_Work order_: Begin at the line with "of the light" and output every line through the end of the records, exactly as given. Omit pictures.

_Given records_:

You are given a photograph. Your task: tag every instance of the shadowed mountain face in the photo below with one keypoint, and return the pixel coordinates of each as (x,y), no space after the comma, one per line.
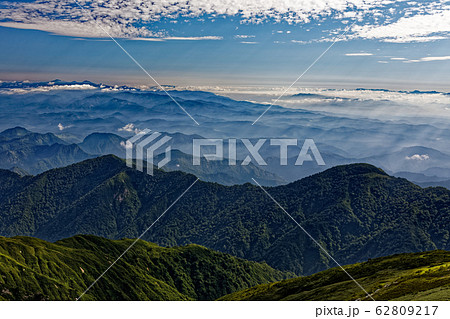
(356,212)
(27,153)
(34,153)
(33,269)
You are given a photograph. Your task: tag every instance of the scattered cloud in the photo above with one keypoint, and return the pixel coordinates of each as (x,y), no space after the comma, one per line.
(359,54)
(382,20)
(48,88)
(435,58)
(428,59)
(243,36)
(419,28)
(417,157)
(194,38)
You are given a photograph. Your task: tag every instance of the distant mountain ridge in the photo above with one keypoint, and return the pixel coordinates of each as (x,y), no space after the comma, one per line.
(356,211)
(34,153)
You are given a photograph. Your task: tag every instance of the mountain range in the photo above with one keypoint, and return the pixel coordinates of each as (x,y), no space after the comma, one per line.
(355,211)
(415,145)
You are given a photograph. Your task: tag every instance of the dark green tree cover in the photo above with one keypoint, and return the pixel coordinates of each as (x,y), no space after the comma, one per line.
(33,269)
(355,211)
(419,276)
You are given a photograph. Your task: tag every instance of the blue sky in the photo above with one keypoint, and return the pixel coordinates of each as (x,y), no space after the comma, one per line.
(402,44)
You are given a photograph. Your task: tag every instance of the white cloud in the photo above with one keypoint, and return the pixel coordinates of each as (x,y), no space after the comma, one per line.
(243,36)
(417,157)
(435,58)
(428,59)
(48,88)
(418,28)
(127,128)
(194,38)
(359,54)
(383,20)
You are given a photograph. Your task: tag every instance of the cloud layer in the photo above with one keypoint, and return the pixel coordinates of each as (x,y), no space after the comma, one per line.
(383,20)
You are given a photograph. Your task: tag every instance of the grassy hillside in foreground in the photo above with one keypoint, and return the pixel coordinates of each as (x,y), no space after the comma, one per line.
(33,269)
(418,276)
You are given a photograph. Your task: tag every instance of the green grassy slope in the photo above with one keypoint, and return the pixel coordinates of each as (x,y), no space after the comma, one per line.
(33,269)
(419,276)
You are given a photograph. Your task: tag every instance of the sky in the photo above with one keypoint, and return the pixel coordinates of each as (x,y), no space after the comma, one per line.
(371,43)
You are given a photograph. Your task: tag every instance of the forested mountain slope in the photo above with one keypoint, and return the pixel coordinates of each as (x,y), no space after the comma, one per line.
(32,269)
(355,211)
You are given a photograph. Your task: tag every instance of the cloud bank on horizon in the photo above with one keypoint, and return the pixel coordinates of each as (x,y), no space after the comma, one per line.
(381,20)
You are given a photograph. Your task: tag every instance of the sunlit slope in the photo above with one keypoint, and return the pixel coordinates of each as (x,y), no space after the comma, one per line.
(33,269)
(419,276)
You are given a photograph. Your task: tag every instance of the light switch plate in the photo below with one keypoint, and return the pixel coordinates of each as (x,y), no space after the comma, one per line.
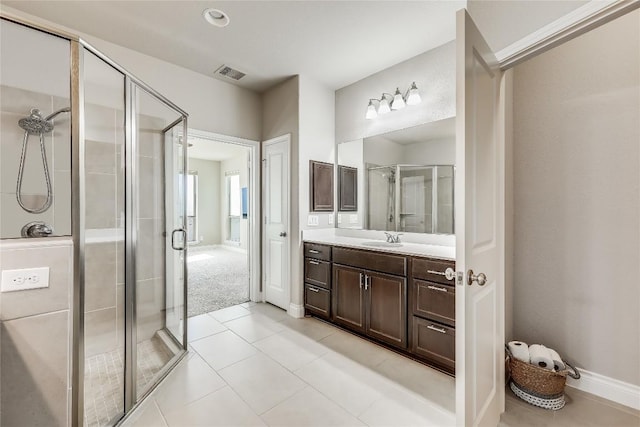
(23,279)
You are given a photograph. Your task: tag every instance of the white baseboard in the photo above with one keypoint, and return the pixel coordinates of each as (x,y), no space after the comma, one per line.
(608,388)
(296,310)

_Result of this task_:
You are given a photograph. Your task: tag every instance of the light switch plate in the photo below with one keypoint, and return the pixel coordinates of each as (x,y), no space after the comma, one per line.
(23,279)
You are given a photograph. Your task: tag every instance of the white baseboard in the photo above with one keypoint, and return the pixel coordinates of each as (x,y), no space after the comma, one per line.
(608,388)
(296,310)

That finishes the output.